**Study text:**
▶

During a lengthy meeting Sept. 3, the California City Council discussed a number of items at length, including potential security upgrades for the police department and how recently passed medical marijuana legislation at the state level could affect municipal regulations.
The California Police Department, working with Nightwatch Security in Sedalia, received consultation regarding some steps the city could take to secure the department — the consultation listed electronic access, card readers, intercom stations at doors and video cameras as potential additions. The Council, after discussing the consultation and some immediate steps to better secure the department at length, voted 4-2 to lock the office's back door and issue key cards to city employees in the event they need to use that entry. A similar motion proposed earlier during discussion failed to receive a second to prompt voting. The Council also requested the CPD receive further consultation from Nightwatch ahead of the next meeting before proceeding with any additions.
Also in CPD business, the Council approved a new department policy manual.
The Council approved raising the city's sanitation rates from $13 to $15 for residential properties and from $15 to $17 for commercial properties. The frequency of pick-up will remain the same. Also in sanitation news, the Council was informed a high number of non-recyclable materials are being dropped off at the city's recycling center. The Council agreed educating the public about what can and cannot be recycled could help with that issue.
The Council also discussed Missouri's new medical marijuana law. The constitutional amendment allows sales of medical marijuana, but municipalities can regulate the time, place and manner of sales and are allowed to adopt civil penalties that align with the scope of the statewide regulation. The Council agreed an ordinance should be drafted to be brought to the council, along with choices for any revisions it might want to make.
The Council also discussed potentially revising the city's RV parking ordinance, brought to the council by citizen Todd McCluskey — this led to a broader conversation about reworking the city's ordinances as a whole, which has been a topic of discussion at the Council's recent meetings. Mayor Norris Gerhart asked the Council later during the meeting to think of some suggestions to bring to a future meeting to help with this process.

◀

**Supplied entries:**
▶

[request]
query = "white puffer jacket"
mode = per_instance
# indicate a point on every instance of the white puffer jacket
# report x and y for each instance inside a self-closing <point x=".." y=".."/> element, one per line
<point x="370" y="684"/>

◀

**What to work on:**
a: Recast the paragraph of the council meeting article that begins "The Council approved raising the city's sanitation rates" as a short bulleted list, keeping its main facts.
b: Answer these questions using the council meeting article:
(i) By what vote did the Council decide to lock the police department's back door?
(ii) Which citizen brought the RV parking ordinance to the Council?
(iii) What will the new sanitation rate be for commercial properties?
c: Carry the council meeting article forward from its last sentence.
The entries have no connection to the council meeting article.

**Your responses:**
a:
- Residential sanitation rates rise from $13 to $15.
- Commercial sanitation rates rise from $15 to $17.
- Pick-up frequency stays the same.
- Many non-recyclable materials are being dropped off at the city's recycling center.
- The Council agreed that educating the public on what can and cannot be recycled could help.

b:
(i) 4-2
(ii) Todd McCluskey
(iii) $17

c:
The Council approved a liquor license for Pizza Hut. Businesses wishing to obtain a liquor license in California must receive first-time approval from the City Council, after which the license automatically renews each year, barring any issues the Council deems appropriate to revoke such permissions.
The Council approved the following bids:
- Invest $1.4 million in two Certificate of Deposit accounts via Central Bank at its 13-month rate, unanimously approved.
- Conduit bid of $6097.36 through Border States, unanimously approved.
- Wood chipper bid of $40,103 via Altec, unanimously approved.
- Dual-voltage transformer bids of $16,270 via T&R Electric, unanimously approved.
- The Council approved a transformer rental purchase — it will be cheaper to purchase a new transformer for $143,440 and keep the city's current transformer as a backup. This was unanimously approved, and will happen sometime in September.
- Basin improvement bids via Aeration Works, at a cost not to exceed $378,196 that includes a base cost of $283,196 and $3,600 per dry ton for sludge removal. This was unanimously approved, along with the following contract and a budget amendment to reflect the payment structure — 20 percent payment when the order is placed, 40 percent payment when the order shipped and 40 percent payment when installed.
- Fire truck repair bid of $18,170 via MacQueen Equipment, unanimously approved.
The City Council's next meeting will be at 7 p.m. Oct. 7.